::: Extract provided :::

The purpose of the work was to determine the changes in the gene pool (at the DNA level) of the pine stand, under the influence of various kinds of forest-tending cuts. The area in which the trials are carried out falls within the Warsaw Regional Directorate of the State Forests and its Forest District of Ostrów Mazowiecka, approximately 95 km towards the north-east of Warsaw.
Genetic structure was specified using five nSSR sequences and six cpSSR loci, while the five thinning variants trialled were: sanitation cutting, low thinning of 30% intensity, schematic thinning, selective thinning and destructive lumbering. The control variant was left untreated. It was virtual rather than real-life thinning that was pursued, using the ForestSimulator BWINPro program. Changes in the structure of the stand after a further 10 years were also simulated.

:::

### What the exercise asks
Repeat word for word the part of the pine stand text between "The purpose of" and "north-east of Warsaw.", inclusive.

::: Data listing :::

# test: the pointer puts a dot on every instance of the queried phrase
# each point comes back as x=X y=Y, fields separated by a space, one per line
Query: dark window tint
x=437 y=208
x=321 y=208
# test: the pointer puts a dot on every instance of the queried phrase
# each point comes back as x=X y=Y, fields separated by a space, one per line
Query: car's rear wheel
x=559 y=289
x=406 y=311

:::

### Task output
The purpose of the work was to determine the changes in the gene pool (at the DNA level) of the pine stand, under the influence of various kinds of forest-tending cuts. The area in which the trials are carried out falls within the Warsaw Regional Directorate of the State Forests and its Forest District of Ostrów Mazowiecka, approximately 95 km towards the north-east of Warsaw.